Task brief -
Pull out every line of the rows below that contains the string "stem", matching case exactly.

━━━━━ Provided records

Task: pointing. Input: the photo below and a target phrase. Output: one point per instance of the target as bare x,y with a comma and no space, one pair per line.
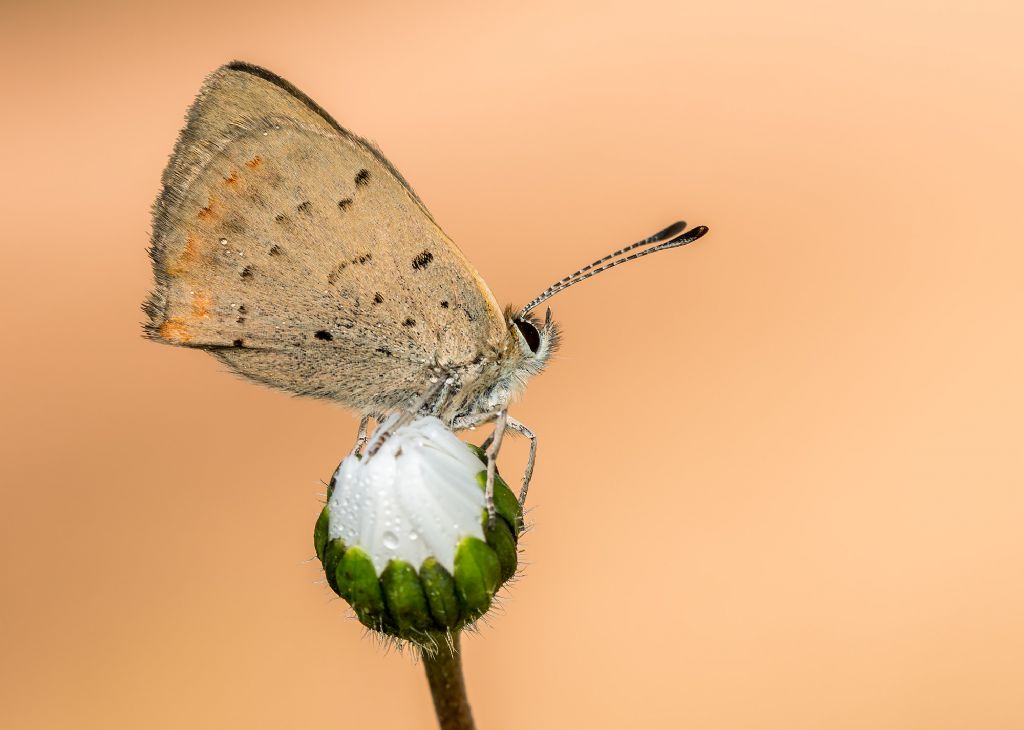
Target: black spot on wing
422,260
335,272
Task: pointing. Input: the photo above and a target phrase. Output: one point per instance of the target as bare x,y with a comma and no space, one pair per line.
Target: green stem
446,685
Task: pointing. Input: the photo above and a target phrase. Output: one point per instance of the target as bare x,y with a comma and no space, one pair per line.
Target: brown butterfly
293,251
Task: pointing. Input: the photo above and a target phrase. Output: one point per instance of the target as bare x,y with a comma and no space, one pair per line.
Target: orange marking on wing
188,256
208,212
201,306
175,330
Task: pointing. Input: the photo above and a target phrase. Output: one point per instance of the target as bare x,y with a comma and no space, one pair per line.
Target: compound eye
529,334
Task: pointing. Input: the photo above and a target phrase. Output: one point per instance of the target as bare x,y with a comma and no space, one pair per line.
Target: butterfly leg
493,448
527,473
360,439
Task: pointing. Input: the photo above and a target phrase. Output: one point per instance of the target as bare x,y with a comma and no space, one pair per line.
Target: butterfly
294,252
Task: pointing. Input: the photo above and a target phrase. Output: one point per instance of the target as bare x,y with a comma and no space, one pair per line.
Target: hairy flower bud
404,539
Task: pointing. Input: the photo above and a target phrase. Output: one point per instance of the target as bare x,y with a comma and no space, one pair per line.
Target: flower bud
404,539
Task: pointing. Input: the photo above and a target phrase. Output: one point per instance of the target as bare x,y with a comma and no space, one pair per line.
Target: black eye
529,334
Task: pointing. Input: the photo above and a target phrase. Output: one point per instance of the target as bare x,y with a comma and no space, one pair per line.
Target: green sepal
439,589
320,532
503,543
333,553
357,584
407,604
480,454
506,504
477,574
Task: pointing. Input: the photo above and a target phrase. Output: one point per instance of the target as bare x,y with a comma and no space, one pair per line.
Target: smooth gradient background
780,481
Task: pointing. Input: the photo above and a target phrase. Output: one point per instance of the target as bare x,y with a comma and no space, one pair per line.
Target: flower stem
448,686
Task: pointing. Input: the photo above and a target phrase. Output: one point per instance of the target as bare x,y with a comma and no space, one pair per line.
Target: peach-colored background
780,479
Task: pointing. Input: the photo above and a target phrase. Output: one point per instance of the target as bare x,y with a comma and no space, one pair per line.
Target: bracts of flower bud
404,537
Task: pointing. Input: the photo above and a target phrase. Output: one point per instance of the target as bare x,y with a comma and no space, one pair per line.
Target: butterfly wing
292,250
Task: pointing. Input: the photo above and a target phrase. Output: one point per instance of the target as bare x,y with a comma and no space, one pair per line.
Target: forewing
295,252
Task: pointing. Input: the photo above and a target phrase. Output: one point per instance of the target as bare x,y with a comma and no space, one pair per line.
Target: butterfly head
538,340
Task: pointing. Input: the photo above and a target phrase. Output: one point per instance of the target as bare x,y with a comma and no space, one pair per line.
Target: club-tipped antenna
662,241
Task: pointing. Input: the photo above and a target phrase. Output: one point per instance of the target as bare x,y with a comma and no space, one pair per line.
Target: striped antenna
662,241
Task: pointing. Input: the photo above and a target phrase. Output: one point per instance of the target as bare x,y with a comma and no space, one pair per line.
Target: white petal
416,498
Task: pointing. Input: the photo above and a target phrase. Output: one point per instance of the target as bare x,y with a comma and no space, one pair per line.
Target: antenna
663,241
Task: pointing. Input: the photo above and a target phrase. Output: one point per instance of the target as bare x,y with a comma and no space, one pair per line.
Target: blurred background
779,480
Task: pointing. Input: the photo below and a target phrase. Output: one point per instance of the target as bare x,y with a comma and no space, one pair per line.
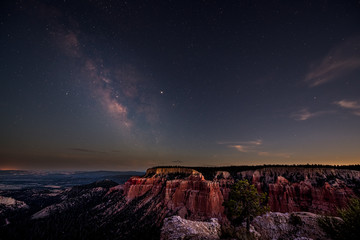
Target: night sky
120,85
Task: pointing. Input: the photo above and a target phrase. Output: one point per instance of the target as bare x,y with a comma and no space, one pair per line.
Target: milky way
133,84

━━━━━━━━━━

Correct output -
Target: green stem
Target: flower stem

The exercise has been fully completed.